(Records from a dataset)
+ + + + +
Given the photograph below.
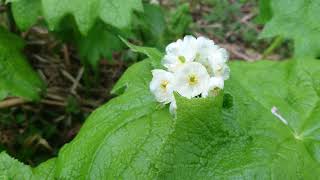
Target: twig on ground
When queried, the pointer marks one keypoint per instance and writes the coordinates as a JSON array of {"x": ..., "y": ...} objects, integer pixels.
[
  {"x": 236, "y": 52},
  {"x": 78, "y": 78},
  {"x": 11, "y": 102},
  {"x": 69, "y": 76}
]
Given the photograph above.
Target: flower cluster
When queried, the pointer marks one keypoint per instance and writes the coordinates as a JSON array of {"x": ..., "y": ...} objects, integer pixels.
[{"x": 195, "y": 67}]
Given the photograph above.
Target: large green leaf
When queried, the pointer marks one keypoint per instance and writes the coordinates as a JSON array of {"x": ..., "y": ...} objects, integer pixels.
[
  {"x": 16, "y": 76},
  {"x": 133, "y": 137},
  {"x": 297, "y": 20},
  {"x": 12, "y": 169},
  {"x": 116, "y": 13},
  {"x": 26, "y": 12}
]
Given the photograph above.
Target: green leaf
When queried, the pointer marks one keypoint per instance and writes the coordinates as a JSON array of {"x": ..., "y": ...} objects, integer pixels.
+ + + + +
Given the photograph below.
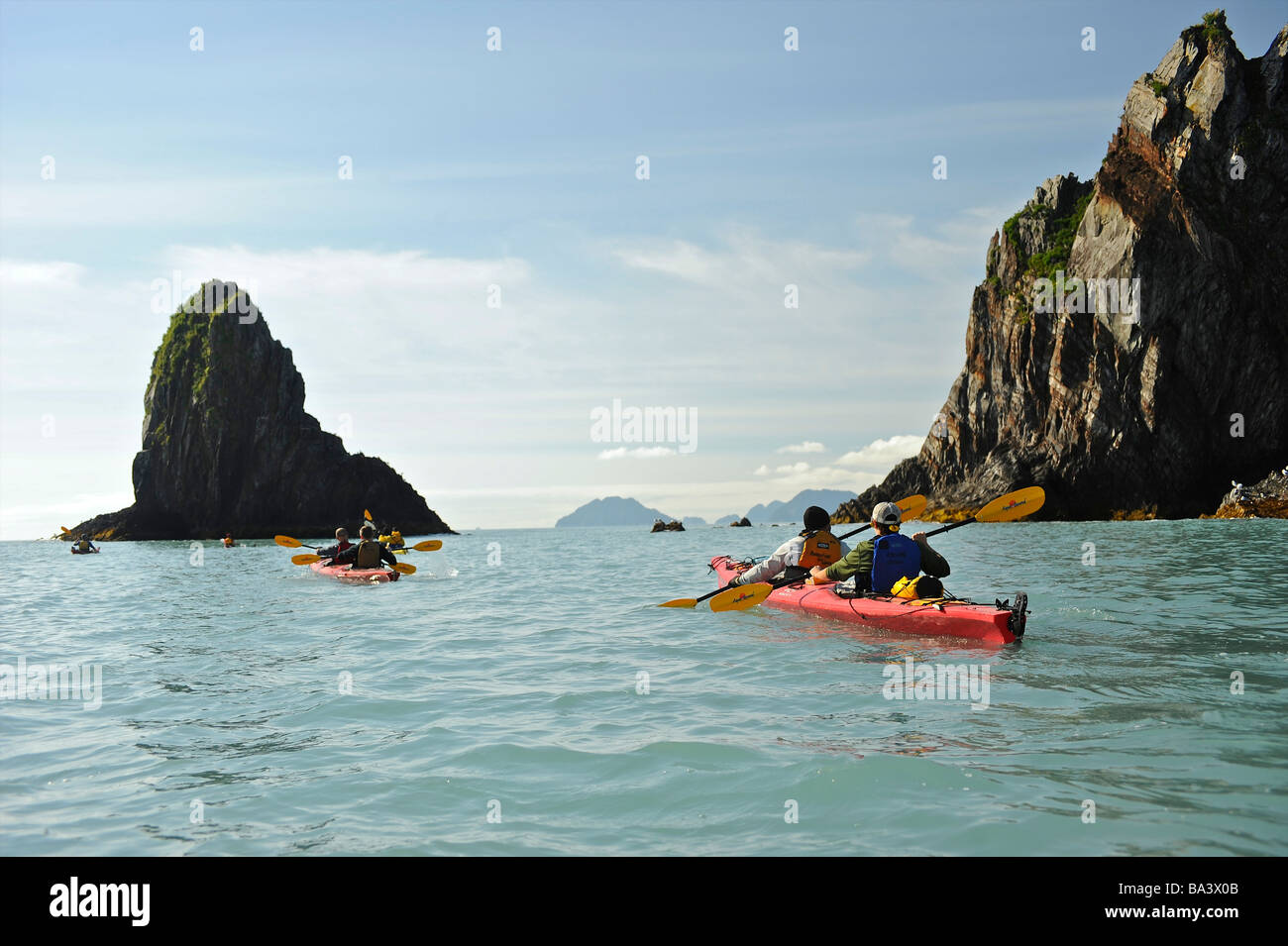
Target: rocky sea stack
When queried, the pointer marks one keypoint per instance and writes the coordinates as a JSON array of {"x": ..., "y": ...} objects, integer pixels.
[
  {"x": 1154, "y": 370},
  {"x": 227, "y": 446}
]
+ + + + +
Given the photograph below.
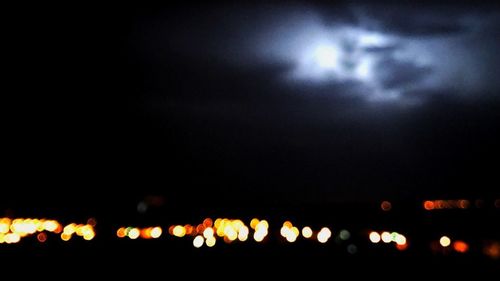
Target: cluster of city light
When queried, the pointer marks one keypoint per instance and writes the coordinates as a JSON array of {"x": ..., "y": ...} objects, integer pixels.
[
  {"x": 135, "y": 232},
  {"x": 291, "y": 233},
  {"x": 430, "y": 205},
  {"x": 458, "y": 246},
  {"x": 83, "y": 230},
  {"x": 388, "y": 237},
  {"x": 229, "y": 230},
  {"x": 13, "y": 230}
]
+ + + + +
-- Required work --
Identify all lines in the records above with the word "green".

-- Solution below --
Target: large green leaf
Target: green leaf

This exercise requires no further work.